Only an exact, line-for-line copy of the data will serve as the answer.

* [RECORDS FOR THIS TASK]
+++++
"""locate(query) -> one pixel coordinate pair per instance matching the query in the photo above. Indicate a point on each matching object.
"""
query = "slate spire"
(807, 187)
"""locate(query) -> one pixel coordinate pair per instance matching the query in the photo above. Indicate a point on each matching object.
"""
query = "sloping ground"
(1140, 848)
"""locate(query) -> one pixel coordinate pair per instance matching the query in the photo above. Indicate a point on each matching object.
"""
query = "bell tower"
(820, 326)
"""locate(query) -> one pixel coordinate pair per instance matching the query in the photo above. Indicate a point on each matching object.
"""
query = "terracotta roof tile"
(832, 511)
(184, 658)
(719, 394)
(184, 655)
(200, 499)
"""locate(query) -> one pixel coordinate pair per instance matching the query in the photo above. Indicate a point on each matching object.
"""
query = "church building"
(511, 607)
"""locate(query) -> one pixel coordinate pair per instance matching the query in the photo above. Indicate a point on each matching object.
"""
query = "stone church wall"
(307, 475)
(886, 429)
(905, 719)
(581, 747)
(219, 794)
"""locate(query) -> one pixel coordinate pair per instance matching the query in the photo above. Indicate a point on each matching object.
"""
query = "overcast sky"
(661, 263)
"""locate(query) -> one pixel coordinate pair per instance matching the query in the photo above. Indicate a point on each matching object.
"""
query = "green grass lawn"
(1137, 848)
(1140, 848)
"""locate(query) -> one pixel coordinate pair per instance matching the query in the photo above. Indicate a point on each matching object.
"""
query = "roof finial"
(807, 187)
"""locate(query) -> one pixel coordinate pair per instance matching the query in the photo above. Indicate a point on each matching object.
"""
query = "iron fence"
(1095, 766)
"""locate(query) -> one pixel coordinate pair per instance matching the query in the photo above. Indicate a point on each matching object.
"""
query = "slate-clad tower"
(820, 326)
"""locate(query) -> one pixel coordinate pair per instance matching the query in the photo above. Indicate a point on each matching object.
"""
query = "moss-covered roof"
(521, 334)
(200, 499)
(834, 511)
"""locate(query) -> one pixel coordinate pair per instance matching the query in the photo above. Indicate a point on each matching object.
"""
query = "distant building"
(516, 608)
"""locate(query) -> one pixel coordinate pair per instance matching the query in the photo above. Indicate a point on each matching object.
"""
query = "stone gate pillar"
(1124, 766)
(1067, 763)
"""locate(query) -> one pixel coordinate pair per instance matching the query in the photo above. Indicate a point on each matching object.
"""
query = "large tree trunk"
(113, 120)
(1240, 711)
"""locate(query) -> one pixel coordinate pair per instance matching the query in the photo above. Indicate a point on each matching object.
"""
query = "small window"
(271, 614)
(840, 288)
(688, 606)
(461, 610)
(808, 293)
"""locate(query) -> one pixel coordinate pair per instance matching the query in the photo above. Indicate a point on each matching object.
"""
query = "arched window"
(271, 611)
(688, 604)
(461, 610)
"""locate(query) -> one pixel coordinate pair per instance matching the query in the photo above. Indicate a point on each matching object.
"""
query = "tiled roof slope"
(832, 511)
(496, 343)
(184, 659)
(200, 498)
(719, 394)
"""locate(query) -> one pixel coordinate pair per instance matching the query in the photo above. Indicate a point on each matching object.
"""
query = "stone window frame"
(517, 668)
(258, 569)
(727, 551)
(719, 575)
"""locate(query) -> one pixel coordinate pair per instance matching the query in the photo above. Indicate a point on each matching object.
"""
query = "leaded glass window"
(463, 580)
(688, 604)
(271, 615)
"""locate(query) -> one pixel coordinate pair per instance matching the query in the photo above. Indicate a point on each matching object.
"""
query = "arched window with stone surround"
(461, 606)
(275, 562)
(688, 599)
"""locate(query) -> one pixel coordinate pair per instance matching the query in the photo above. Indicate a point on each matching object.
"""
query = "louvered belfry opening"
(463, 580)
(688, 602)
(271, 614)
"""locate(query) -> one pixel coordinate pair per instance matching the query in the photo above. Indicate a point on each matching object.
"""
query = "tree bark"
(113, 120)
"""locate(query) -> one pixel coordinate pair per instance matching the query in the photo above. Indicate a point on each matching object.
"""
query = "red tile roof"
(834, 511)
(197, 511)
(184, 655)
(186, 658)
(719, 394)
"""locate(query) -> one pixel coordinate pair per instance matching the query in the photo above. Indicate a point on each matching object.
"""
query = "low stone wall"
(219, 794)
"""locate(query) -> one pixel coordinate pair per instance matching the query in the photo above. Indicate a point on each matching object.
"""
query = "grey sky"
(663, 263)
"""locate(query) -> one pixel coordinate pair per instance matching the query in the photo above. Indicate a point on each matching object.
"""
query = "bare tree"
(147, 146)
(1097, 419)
+++++
* [EXPECTED OUTPUT]
"""locate(query) -> one pixel coordinate pair per instance matching the query in the photo above. Indicate a point on each matching object.
"""
query = "slate spire"
(807, 187)
"""locate(query) -> one pixel coordinate pair per instance matching the query in the photo above. Indicate a point on each matching object.
"""
query = "sloping ground"
(1140, 848)
"""locate(query) -> one pixel coordinate pair per instance matching the query in the photo above. Indicate a point on each matching object.
"""
query = "bell tower"
(820, 326)
"""locate(query) -> one pixel coordinate pair per instance matching the query in the photo above. Indicate a point on each matching object.
"""
query = "terracotta roof tile"
(832, 511)
(184, 658)
(719, 394)
(184, 655)
(200, 499)
"""locate(query) -> one pixel coordinate pair per instance matching the query in the photo above. Indicate a point on each matching object.
"""
query = "church building"
(511, 607)
"""locate(query) -> one pixel coordinate pair per instance matching the query in the photo above. Indicate a point on each matching object.
"""
query = "stone church wall"
(307, 475)
(886, 429)
(905, 719)
(581, 747)
(219, 794)
"""locate(query) -> one pixel coordinate pair per instance matching the query in the photo above. Indicate a point on each matching object.
"""
query = "overcast sky"
(661, 263)
"""locate(query) -> one pixel coordinate pair per instance matching the query in the photo above. Indicate a point on each matching object.
"""
query = "green grass lawn"
(1137, 848)
(1140, 848)
"""locate(query) -> one pixel coordinate pair per instance matching the query in the photo above. Indicate a point on each matching object.
"""
query = "roof finial"
(807, 187)
"""locate(query) -> one pixel coordinate pair per instance matching the query in the photo above. Indicate a point on each matching object.
"""
query = "iron fence"
(1095, 766)
"""locate(query) -> one pixel coordinate pair per instance matching the query in the photo above. Indicate a point on each matching object.
"""
query = "slate-clad tower"
(820, 326)
"""locate(query) -> one pixel coordinate pair per instance matching the query in the photo above. Indicate a point on each matching object.
"""
query = "moss-covered roof"
(521, 334)
(200, 499)
(834, 511)
"""locate(query) -> one pixel coordinate pair per instance matching the query in the photo above. Indicate a point on each matching object.
"""
query = "distant building"
(516, 608)
"""locate(query) -> one pixel coordinate pair per instance matching the query in the photo above. Indicate a point on each matching object.
"""
query = "stone gate pillar"
(1124, 766)
(1067, 763)
"""locate(query) -> one pixel coordinate pair per instance matching the query in the photo above. Indicate a point on each matching object.
"""
query = "large tree trunk"
(113, 120)
(1240, 711)
"""locate(query) -> one pixel coordinate pair per instance matching the query in the photo above. Indicate a point on each matching object.
"""
query = "small window"
(271, 614)
(840, 288)
(688, 606)
(461, 610)
(808, 293)
"""locate(query) -> one pixel coordinate pair per instance matching the query in the photo above. Indicate a point on each matching object.
"""
query = "arched window"
(271, 611)
(688, 604)
(461, 610)
"""locate(query) -> one pixel coordinate pair per instance matching the query in the photo above. Indicate a point on each matching object.
"""
query = "tiled roof slope"
(832, 511)
(496, 343)
(184, 659)
(200, 498)
(719, 394)
"""locate(query) -> one pixel coordinate pair per instance matching the query in the photo above. Indicate a point on each matching object.
"""
query = "stone window frame"
(517, 668)
(258, 569)
(727, 551)
(719, 575)
"""locate(query) -> one pixel coordinate pair per instance matching the query in the photo above. Indicate a point on each matching object.
"""
query = "leaded glass window"
(463, 580)
(688, 604)
(271, 615)
"""locate(query) -> one pixel coordinate pair per instance matching the query in the photo above. Indicate a point on each matching object.
"""
query = "arched window with stone surround"
(461, 606)
(275, 562)
(688, 599)
"""locate(query) -> one pixel coordinate pair per instance matching the query in the photo above. Indicate a point on each matching object.
"""
query = "louvered belfry opening"
(463, 580)
(688, 602)
(271, 614)
"""locate(query) -> one pixel coordinate pair per instance matching the query in the photo above. Indicate a point on each matching object.
"""
query = "tree bark"
(113, 120)
"""locate(query) -> one pixel coordinate pair per instance matching the query in the photo above. Indicate a point on each matching object.
"""
query = "red tile roof"
(834, 511)
(197, 511)
(184, 655)
(186, 658)
(719, 394)
"""locate(query) -> one pixel coordinate pair per instance matching the query in the photo above. Indicate a point on each matching object.
"""
query = "low stone wall"
(219, 794)
"""locate(query) -> one pixel coordinate pair per instance matching the query in the photo above. Indicate a point on each matching object.
"""
query = "grey sky"
(663, 263)
"""locate(query) -> one pixel coordinate pair per instance matching the query in the photo above. Indicate a point on each matching object.
"""
query = "bare tree"
(147, 146)
(1097, 419)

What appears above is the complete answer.